→ **Required work**
Read through the lines below and copy the ones holding the string "pipe".

Stored data
________

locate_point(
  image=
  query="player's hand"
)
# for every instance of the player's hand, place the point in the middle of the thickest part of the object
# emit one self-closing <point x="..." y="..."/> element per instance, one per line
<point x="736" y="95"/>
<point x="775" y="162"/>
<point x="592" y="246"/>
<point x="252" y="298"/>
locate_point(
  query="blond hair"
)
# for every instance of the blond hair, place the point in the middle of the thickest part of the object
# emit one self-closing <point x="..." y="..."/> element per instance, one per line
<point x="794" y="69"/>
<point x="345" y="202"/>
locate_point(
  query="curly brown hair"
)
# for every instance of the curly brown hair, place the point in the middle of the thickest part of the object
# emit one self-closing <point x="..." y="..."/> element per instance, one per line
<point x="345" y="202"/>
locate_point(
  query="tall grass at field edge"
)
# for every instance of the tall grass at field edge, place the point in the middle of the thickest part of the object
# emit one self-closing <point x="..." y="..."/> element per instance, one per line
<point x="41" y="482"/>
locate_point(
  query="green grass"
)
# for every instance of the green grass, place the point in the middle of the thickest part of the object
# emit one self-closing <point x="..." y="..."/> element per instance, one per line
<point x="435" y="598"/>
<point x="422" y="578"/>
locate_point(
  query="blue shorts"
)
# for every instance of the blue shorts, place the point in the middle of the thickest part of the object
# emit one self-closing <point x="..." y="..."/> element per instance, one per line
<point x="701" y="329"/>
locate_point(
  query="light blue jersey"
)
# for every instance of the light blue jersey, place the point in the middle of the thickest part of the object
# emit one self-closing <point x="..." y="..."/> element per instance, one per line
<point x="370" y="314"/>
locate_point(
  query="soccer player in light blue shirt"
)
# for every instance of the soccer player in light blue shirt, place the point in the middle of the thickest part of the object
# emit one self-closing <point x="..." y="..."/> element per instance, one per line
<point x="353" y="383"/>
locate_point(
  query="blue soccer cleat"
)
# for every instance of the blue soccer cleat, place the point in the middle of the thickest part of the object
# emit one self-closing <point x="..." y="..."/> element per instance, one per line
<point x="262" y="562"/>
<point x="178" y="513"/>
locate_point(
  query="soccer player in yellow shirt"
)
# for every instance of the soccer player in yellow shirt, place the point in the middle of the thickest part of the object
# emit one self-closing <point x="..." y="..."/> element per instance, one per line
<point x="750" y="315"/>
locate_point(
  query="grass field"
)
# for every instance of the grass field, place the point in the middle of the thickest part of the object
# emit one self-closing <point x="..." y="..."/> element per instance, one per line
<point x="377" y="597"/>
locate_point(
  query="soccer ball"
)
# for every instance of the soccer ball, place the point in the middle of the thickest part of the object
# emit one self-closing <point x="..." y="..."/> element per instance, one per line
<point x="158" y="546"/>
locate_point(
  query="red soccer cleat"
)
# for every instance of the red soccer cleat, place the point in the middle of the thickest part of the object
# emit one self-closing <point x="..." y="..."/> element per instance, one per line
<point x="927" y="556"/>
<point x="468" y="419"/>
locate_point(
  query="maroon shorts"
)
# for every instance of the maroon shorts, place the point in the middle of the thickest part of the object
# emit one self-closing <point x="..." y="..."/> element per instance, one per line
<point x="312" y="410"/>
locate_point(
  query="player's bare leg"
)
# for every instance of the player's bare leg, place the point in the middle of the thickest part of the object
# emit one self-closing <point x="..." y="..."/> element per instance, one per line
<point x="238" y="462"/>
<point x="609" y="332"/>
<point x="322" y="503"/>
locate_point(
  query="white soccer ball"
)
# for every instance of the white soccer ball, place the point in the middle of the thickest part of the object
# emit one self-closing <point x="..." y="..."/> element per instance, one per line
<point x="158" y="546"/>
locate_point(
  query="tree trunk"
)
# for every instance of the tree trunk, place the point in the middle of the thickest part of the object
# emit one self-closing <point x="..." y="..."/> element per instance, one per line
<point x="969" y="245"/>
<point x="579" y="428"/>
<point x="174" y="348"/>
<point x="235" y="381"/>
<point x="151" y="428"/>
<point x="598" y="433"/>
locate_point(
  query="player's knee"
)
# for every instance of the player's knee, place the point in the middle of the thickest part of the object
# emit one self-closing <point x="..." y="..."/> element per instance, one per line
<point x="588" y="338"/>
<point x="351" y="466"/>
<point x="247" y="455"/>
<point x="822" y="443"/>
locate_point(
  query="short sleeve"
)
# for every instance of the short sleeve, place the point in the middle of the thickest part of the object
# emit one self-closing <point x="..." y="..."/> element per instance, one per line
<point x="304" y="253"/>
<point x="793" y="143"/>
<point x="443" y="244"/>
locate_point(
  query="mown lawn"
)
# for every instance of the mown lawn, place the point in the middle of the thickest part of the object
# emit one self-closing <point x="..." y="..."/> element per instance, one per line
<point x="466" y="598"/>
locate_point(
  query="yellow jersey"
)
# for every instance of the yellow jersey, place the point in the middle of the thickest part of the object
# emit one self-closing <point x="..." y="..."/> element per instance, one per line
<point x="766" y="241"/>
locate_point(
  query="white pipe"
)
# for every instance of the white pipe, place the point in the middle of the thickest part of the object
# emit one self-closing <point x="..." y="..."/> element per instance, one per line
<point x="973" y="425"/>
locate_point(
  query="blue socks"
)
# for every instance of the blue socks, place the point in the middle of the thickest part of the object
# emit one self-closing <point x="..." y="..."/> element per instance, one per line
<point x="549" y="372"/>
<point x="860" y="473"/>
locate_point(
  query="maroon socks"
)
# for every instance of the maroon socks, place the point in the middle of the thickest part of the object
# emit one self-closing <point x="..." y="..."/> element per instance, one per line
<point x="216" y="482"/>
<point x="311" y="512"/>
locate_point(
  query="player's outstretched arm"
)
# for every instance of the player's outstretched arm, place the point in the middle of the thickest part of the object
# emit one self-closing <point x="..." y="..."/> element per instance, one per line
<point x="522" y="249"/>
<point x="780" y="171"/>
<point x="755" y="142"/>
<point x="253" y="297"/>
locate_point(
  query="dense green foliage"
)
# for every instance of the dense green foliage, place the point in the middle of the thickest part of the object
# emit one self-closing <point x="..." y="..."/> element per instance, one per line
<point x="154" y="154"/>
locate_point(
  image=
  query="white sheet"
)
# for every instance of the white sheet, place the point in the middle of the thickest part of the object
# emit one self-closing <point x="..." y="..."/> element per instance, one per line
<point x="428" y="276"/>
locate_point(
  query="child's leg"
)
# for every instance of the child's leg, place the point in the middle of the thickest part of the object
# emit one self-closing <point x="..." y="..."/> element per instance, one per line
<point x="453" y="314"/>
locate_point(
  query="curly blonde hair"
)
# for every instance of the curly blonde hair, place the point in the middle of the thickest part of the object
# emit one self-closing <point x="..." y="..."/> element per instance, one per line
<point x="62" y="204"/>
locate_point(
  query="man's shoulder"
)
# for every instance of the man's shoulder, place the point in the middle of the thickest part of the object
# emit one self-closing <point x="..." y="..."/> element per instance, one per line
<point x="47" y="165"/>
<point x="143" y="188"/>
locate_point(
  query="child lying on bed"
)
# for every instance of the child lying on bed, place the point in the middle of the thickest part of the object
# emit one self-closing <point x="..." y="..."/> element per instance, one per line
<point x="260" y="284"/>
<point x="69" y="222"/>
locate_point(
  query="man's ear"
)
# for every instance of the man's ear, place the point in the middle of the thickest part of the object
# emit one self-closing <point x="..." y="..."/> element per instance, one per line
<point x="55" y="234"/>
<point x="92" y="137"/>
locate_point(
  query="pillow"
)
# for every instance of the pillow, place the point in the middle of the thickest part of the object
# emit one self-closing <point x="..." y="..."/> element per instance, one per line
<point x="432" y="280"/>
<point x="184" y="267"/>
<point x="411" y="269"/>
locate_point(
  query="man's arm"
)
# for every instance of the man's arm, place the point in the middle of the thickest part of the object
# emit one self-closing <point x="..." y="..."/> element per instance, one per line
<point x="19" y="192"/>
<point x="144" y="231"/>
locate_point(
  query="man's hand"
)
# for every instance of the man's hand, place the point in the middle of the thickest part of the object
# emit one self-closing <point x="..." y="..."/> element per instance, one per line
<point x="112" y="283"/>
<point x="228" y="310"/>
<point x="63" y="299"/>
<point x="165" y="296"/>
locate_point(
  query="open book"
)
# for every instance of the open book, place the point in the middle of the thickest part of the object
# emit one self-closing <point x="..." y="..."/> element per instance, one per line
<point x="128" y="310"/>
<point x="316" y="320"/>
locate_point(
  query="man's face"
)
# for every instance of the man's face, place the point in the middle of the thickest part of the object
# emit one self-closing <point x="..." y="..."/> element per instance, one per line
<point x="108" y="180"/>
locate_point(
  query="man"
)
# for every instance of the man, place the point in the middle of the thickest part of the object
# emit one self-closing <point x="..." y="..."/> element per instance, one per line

________

→ **Worked solution**
  query="white pipe"
# for every instance of the white pipe, place the point in the middle of the thickest part of the object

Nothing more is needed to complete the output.